▶ What you have to do
Rewrite every line of the items below as a Markdown table with two columns, Row and Line, numbering each row and leaving out blank lines. Keep the pictures out of your answer.

▶ Dataset

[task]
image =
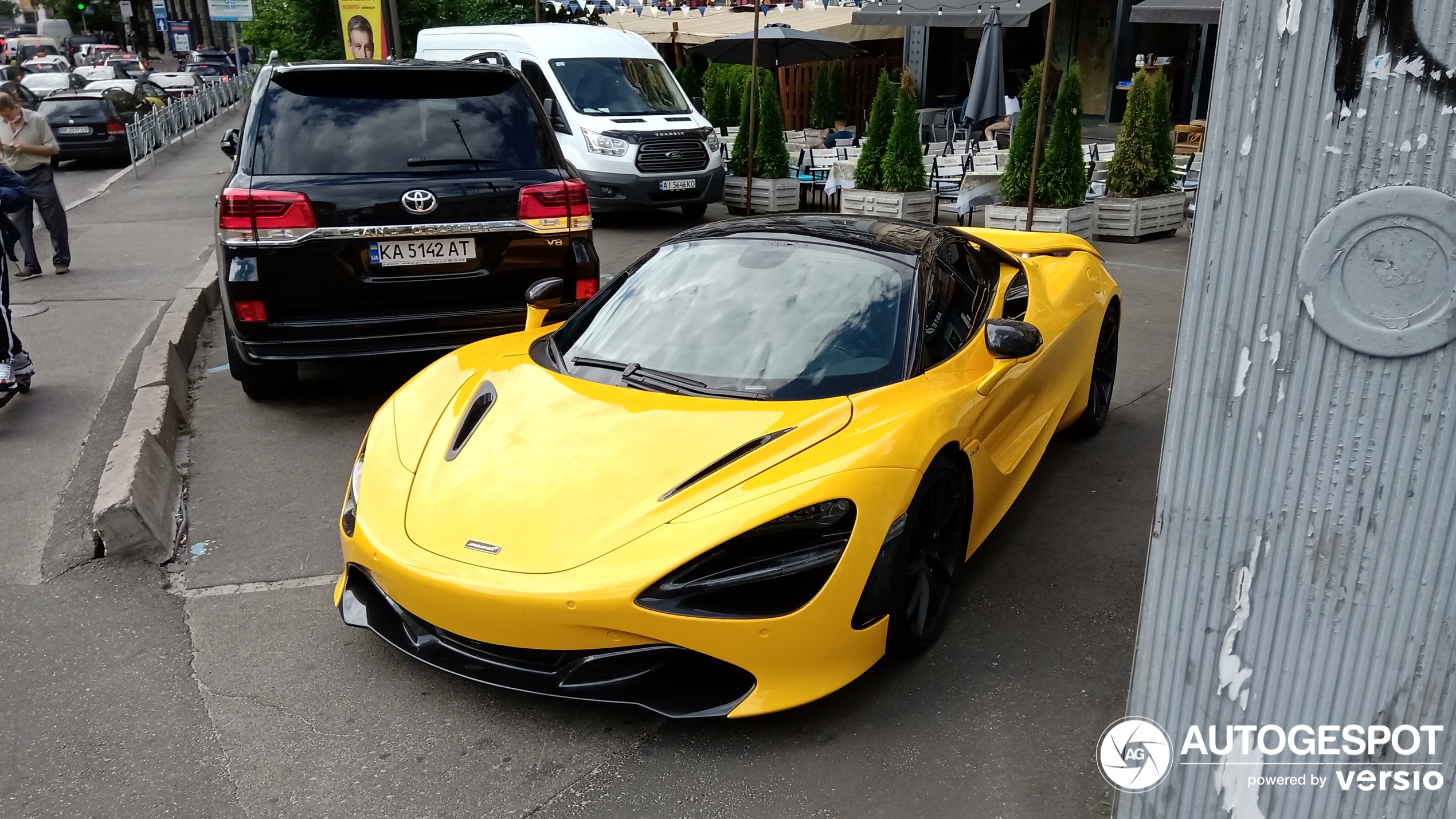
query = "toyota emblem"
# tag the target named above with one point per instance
(418, 201)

▶ Result for this task
| Row | Line |
|---|---|
| 1 | [task] |
| 2 | image = |
| 3 | query = "toyota emblem" |
| 4 | # tag the target named above with one point per instance |
| 5 | (418, 201) |